--- Start of THE INPUT ---

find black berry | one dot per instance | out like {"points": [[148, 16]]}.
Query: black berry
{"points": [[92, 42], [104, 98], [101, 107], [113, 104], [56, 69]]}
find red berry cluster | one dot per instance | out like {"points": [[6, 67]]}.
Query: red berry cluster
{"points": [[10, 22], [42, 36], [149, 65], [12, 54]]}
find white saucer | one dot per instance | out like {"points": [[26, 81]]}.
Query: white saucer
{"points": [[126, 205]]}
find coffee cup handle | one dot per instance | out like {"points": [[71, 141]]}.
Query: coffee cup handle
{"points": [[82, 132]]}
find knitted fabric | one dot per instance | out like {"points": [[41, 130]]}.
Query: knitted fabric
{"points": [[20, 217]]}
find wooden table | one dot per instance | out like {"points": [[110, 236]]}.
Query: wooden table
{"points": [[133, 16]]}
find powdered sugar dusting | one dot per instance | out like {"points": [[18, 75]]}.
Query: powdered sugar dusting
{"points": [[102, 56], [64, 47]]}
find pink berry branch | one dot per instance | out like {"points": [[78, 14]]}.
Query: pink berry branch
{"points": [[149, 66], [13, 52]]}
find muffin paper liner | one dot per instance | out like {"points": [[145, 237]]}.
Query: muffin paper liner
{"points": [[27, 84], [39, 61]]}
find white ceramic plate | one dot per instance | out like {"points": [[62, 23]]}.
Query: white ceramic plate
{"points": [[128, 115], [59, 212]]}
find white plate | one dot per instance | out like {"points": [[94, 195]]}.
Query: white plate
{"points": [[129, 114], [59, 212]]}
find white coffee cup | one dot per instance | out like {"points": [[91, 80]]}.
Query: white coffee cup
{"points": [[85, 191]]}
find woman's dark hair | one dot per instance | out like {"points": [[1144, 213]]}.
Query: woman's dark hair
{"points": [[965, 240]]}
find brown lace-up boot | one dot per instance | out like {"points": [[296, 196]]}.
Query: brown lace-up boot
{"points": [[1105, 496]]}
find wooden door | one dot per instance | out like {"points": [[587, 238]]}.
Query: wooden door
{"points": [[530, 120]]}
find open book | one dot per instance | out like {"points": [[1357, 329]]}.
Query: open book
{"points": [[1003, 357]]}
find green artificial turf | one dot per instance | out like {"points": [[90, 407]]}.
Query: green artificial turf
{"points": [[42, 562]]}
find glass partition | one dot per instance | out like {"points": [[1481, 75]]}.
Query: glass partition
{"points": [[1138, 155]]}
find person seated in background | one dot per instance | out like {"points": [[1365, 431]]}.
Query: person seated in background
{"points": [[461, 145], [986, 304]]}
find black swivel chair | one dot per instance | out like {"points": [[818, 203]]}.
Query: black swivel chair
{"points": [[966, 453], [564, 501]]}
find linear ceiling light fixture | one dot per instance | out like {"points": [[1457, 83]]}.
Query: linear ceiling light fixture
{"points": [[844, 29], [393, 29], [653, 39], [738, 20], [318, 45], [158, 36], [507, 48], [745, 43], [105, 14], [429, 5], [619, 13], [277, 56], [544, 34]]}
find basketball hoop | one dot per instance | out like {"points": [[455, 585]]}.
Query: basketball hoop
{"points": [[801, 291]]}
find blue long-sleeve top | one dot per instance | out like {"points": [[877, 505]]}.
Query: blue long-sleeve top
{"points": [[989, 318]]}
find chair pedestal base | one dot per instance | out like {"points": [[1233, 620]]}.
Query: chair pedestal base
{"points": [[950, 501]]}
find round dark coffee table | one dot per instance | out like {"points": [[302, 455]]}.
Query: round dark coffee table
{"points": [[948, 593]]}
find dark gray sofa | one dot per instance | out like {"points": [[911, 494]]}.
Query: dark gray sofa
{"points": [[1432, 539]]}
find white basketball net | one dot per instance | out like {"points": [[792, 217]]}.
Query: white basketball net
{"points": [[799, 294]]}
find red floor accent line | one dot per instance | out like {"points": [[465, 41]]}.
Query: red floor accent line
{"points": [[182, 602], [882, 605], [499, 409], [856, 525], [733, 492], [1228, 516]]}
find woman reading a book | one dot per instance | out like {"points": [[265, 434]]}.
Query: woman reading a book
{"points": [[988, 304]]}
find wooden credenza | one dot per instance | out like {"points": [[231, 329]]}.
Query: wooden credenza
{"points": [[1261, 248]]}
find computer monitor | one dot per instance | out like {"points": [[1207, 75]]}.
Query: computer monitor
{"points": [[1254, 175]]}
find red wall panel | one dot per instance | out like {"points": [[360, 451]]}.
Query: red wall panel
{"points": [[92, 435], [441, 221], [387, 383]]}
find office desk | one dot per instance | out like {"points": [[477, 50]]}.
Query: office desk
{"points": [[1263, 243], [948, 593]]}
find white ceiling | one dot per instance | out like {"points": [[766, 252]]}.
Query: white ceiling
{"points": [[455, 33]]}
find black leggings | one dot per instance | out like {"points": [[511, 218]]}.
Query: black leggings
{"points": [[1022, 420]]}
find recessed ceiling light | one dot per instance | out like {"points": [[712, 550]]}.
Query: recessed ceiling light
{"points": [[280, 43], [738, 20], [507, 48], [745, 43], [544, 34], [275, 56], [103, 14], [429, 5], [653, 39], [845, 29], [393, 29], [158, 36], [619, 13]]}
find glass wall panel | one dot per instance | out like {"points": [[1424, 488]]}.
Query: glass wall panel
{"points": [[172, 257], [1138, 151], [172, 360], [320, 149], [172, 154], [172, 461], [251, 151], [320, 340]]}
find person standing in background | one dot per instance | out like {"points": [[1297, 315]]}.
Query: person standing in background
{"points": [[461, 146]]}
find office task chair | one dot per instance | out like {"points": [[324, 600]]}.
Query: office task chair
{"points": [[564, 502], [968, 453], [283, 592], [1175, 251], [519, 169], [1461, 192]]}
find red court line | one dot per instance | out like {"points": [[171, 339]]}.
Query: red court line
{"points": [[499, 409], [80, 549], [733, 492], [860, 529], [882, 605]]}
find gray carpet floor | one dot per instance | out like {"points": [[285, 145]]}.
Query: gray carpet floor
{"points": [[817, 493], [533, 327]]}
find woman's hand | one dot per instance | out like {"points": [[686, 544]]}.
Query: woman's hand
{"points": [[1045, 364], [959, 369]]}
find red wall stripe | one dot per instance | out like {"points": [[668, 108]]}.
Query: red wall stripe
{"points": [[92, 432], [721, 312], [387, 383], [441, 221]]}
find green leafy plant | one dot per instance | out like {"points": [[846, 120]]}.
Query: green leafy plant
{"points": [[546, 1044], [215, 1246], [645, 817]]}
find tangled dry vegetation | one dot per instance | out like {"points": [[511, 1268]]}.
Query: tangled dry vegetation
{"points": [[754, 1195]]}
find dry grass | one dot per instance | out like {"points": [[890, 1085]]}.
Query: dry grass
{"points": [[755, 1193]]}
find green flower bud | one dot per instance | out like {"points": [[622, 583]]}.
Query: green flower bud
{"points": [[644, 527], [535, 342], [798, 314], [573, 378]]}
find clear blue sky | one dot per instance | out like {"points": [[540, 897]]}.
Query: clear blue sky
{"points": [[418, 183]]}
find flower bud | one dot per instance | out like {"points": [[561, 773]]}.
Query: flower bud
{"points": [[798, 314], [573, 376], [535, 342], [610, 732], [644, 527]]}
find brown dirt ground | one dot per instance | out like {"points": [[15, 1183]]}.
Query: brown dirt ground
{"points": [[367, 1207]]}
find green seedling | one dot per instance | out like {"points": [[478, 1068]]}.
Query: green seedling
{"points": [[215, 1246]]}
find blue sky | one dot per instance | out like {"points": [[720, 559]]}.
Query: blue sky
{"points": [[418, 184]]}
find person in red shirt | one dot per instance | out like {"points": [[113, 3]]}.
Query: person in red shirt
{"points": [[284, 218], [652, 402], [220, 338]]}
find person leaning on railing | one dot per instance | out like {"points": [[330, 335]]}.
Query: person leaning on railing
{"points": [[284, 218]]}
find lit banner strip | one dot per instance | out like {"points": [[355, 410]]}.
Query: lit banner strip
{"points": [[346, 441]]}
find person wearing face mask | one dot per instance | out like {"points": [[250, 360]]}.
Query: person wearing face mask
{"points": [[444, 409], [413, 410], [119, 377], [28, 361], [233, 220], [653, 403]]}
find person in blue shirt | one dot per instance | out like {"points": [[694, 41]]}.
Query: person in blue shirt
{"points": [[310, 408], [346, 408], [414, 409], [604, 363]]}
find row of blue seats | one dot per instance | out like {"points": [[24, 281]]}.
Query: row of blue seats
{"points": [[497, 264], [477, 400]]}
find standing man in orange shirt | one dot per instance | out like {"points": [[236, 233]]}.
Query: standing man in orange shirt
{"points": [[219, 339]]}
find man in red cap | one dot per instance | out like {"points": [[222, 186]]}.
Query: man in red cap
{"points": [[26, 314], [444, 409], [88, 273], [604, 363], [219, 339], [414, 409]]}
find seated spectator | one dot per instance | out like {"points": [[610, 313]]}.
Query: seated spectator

--- End of THE INPUT ---

WRITTEN PROBLEM :: Quote only the lines from the line containing "find row of" through the end of the entries, keeping the first and the last.

FULL SOLUTION ::
find row of blue seats | one dot per instance | out like {"points": [[24, 281]]}.
Query: row of blue seats
{"points": [[497, 264], [477, 400]]}
find standing man in orange shirt | one dot per instance | out like {"points": [[236, 233]]}.
Query: standing man in orange shirt
{"points": [[219, 339]]}
find man in red cap | one dot per instance | out like {"points": [[222, 186]]}.
Query: man in red cap
{"points": [[26, 314], [444, 409], [88, 273], [604, 363], [219, 339], [414, 409]]}
find seated spectator | one dot per instance | out like {"points": [[610, 313]]}.
Query: seated spectator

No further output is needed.